▶ _Material for this task_
- Opening Delimiter -

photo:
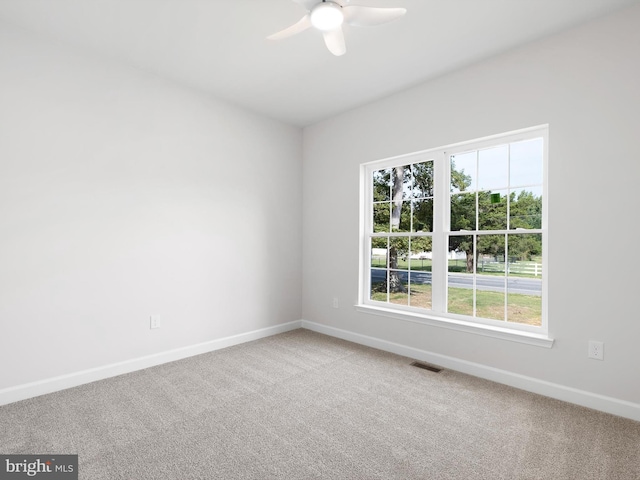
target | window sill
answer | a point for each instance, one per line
(536, 339)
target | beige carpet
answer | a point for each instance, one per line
(301, 405)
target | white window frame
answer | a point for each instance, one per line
(437, 316)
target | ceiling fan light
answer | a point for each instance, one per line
(327, 16)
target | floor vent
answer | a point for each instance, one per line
(426, 366)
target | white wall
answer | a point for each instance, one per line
(584, 84)
(122, 196)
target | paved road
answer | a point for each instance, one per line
(527, 286)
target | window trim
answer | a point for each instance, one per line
(533, 335)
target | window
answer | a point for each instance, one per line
(457, 235)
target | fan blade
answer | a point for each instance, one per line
(334, 39)
(370, 16)
(308, 4)
(300, 26)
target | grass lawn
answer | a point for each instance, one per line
(525, 309)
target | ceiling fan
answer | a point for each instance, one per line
(328, 17)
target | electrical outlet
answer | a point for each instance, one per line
(155, 321)
(596, 350)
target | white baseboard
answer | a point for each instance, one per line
(595, 401)
(62, 382)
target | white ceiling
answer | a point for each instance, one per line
(219, 46)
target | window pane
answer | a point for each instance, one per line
(460, 293)
(420, 289)
(407, 182)
(405, 218)
(399, 287)
(382, 185)
(398, 252)
(423, 179)
(526, 163)
(381, 217)
(490, 281)
(492, 210)
(421, 255)
(463, 172)
(400, 183)
(422, 216)
(463, 211)
(524, 286)
(378, 285)
(493, 164)
(379, 252)
(525, 208)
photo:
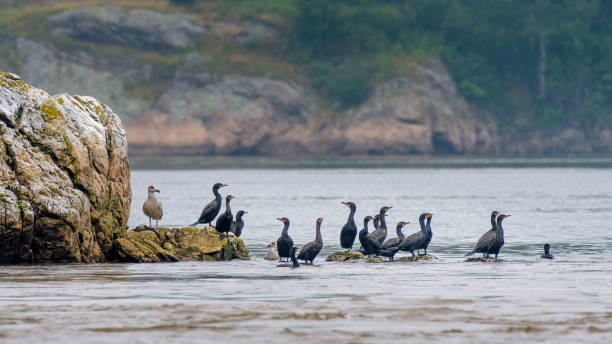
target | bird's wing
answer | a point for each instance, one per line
(486, 240)
(209, 207)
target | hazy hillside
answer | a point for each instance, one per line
(328, 77)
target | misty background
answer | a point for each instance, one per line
(318, 78)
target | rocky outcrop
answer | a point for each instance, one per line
(177, 244)
(64, 176)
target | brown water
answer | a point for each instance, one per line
(521, 299)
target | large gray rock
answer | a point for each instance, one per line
(64, 176)
(138, 27)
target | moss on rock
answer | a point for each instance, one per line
(342, 256)
(144, 244)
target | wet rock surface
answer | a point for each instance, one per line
(342, 256)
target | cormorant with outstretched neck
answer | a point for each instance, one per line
(284, 242)
(491, 242)
(224, 221)
(349, 230)
(547, 254)
(381, 233)
(397, 240)
(238, 224)
(294, 263)
(416, 240)
(368, 241)
(429, 233)
(487, 241)
(310, 251)
(211, 210)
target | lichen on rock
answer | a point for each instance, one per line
(342, 256)
(64, 176)
(144, 244)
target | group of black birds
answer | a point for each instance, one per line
(372, 243)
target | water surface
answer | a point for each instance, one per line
(521, 299)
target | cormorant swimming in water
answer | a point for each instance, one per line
(487, 240)
(491, 243)
(397, 240)
(294, 263)
(547, 254)
(381, 232)
(349, 230)
(224, 221)
(416, 240)
(284, 242)
(211, 210)
(238, 224)
(152, 206)
(368, 241)
(272, 254)
(429, 233)
(312, 249)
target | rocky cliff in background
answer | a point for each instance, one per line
(188, 108)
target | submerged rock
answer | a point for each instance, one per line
(483, 259)
(64, 176)
(342, 256)
(144, 244)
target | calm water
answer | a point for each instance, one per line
(522, 299)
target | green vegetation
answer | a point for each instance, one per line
(534, 62)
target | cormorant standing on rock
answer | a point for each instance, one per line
(238, 224)
(152, 206)
(368, 241)
(211, 210)
(493, 240)
(487, 240)
(294, 263)
(381, 232)
(224, 221)
(310, 251)
(284, 242)
(397, 240)
(429, 233)
(349, 230)
(547, 254)
(272, 254)
(416, 240)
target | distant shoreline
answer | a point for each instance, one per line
(142, 162)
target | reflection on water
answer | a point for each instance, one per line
(522, 299)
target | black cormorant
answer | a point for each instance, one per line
(486, 241)
(238, 224)
(349, 230)
(294, 263)
(547, 254)
(492, 241)
(429, 233)
(310, 251)
(416, 240)
(397, 240)
(368, 241)
(381, 232)
(284, 242)
(224, 221)
(211, 210)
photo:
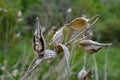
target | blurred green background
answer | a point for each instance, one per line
(17, 20)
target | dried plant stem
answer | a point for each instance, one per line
(79, 39)
(97, 17)
(69, 42)
(105, 66)
(96, 68)
(31, 68)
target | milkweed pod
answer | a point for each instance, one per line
(66, 52)
(79, 24)
(82, 74)
(49, 54)
(39, 45)
(93, 46)
(58, 37)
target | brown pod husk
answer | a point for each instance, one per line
(79, 24)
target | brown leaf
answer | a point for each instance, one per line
(79, 24)
(92, 46)
(39, 45)
(66, 52)
(58, 37)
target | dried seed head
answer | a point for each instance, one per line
(79, 24)
(82, 74)
(92, 46)
(39, 45)
(66, 52)
(58, 37)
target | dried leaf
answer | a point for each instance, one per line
(82, 74)
(79, 24)
(66, 52)
(39, 45)
(49, 54)
(58, 37)
(92, 46)
(88, 76)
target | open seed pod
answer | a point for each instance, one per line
(39, 44)
(92, 46)
(64, 48)
(79, 24)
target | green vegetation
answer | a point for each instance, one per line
(16, 51)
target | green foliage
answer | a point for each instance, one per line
(53, 13)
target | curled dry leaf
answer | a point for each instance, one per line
(58, 37)
(92, 46)
(88, 76)
(66, 52)
(39, 45)
(79, 24)
(49, 54)
(82, 74)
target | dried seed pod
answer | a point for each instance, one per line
(79, 24)
(39, 45)
(49, 54)
(58, 37)
(82, 74)
(66, 52)
(88, 76)
(92, 46)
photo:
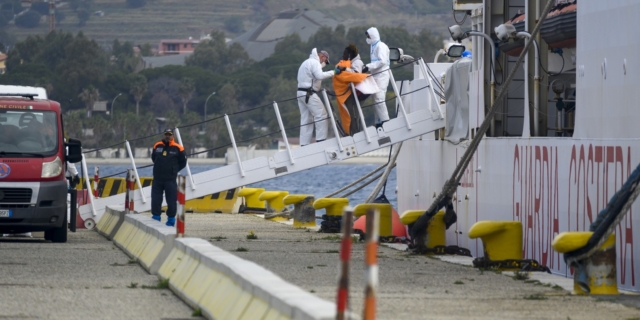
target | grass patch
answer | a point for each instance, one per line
(162, 284)
(520, 275)
(252, 235)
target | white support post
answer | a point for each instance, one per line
(437, 113)
(333, 120)
(364, 124)
(88, 184)
(193, 182)
(284, 133)
(133, 166)
(233, 142)
(399, 97)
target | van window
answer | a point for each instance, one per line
(29, 131)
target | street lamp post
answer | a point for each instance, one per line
(112, 102)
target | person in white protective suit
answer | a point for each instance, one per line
(378, 66)
(312, 111)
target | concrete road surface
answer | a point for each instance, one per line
(86, 278)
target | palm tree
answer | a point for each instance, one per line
(89, 96)
(138, 89)
(185, 89)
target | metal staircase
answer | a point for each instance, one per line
(425, 118)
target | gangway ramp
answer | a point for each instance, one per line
(421, 120)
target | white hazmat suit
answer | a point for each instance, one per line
(310, 75)
(378, 66)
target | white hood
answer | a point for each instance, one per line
(374, 35)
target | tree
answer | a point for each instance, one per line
(29, 19)
(186, 89)
(138, 89)
(89, 96)
(136, 3)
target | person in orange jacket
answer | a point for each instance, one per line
(351, 65)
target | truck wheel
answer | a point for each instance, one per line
(59, 235)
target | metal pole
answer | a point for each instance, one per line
(284, 134)
(371, 264)
(364, 124)
(180, 205)
(112, 102)
(86, 182)
(233, 142)
(399, 97)
(135, 170)
(193, 183)
(342, 302)
(333, 120)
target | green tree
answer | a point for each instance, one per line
(89, 96)
(29, 19)
(138, 88)
(186, 89)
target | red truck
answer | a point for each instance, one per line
(33, 160)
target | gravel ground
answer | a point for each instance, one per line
(410, 286)
(85, 278)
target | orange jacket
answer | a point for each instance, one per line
(342, 88)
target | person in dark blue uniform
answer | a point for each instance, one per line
(168, 159)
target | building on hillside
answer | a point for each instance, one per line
(3, 65)
(177, 46)
(260, 42)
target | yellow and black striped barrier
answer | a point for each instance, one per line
(221, 202)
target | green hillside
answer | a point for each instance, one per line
(166, 19)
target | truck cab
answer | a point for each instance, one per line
(33, 160)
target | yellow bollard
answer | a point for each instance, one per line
(502, 240)
(333, 206)
(599, 274)
(385, 229)
(304, 215)
(251, 198)
(275, 203)
(436, 230)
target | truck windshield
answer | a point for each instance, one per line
(28, 132)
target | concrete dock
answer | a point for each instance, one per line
(411, 287)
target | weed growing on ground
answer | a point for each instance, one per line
(520, 275)
(252, 235)
(162, 284)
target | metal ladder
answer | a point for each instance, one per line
(406, 126)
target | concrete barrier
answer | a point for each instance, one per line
(145, 240)
(225, 286)
(220, 284)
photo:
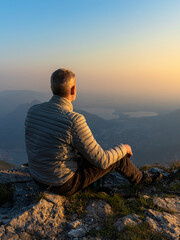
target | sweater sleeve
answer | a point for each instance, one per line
(86, 145)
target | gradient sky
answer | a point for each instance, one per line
(120, 47)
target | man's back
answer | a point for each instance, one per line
(48, 141)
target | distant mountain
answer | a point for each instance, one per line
(4, 165)
(11, 99)
(153, 139)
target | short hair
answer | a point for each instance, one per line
(60, 81)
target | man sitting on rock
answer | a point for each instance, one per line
(63, 155)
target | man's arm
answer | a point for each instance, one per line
(84, 142)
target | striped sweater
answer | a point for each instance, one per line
(55, 136)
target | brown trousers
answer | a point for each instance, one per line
(88, 173)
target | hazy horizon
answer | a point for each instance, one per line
(117, 49)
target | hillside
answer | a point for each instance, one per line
(153, 139)
(116, 210)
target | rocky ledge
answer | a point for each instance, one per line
(33, 214)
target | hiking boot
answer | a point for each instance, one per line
(149, 178)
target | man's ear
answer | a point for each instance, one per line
(73, 90)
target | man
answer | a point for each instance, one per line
(62, 152)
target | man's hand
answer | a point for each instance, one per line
(129, 150)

- Closing Delimiter -

▶ _Task description_
Return every line from the entries that holds the string "water".

▶ _Answer section_
target | brown water
target | water surface
target | cormorant swimming in water
target | calm water
target | reflection on water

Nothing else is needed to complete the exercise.